Work required >> In the material below, find each line with the word "balcony" and copy it.

Source material >>
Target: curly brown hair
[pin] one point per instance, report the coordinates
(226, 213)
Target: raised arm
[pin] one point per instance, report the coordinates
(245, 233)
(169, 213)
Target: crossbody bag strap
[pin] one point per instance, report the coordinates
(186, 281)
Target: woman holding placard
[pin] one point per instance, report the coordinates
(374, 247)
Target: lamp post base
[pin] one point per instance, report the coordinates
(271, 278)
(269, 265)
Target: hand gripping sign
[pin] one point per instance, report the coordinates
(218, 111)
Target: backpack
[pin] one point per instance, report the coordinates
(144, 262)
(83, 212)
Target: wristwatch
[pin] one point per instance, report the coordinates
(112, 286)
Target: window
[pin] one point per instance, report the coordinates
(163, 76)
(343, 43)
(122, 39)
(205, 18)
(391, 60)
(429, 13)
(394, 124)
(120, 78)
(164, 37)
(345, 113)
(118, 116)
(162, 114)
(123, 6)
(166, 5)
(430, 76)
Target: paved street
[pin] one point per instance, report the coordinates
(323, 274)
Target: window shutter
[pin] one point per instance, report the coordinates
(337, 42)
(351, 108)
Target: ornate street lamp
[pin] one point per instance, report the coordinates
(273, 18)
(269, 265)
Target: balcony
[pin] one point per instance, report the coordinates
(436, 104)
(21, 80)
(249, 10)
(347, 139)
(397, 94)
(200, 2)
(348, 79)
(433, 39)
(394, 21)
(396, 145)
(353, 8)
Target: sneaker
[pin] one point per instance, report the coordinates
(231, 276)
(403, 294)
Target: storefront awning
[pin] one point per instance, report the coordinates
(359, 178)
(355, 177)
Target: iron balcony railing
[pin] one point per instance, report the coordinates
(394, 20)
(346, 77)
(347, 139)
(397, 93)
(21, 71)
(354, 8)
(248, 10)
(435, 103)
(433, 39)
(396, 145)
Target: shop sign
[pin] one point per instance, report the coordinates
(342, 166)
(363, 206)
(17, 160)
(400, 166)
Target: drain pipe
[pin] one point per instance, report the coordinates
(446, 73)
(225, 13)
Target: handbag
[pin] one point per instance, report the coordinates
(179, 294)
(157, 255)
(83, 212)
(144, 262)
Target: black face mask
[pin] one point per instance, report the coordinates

Result of this task >>
Target: balcony
Target: iron balcony railing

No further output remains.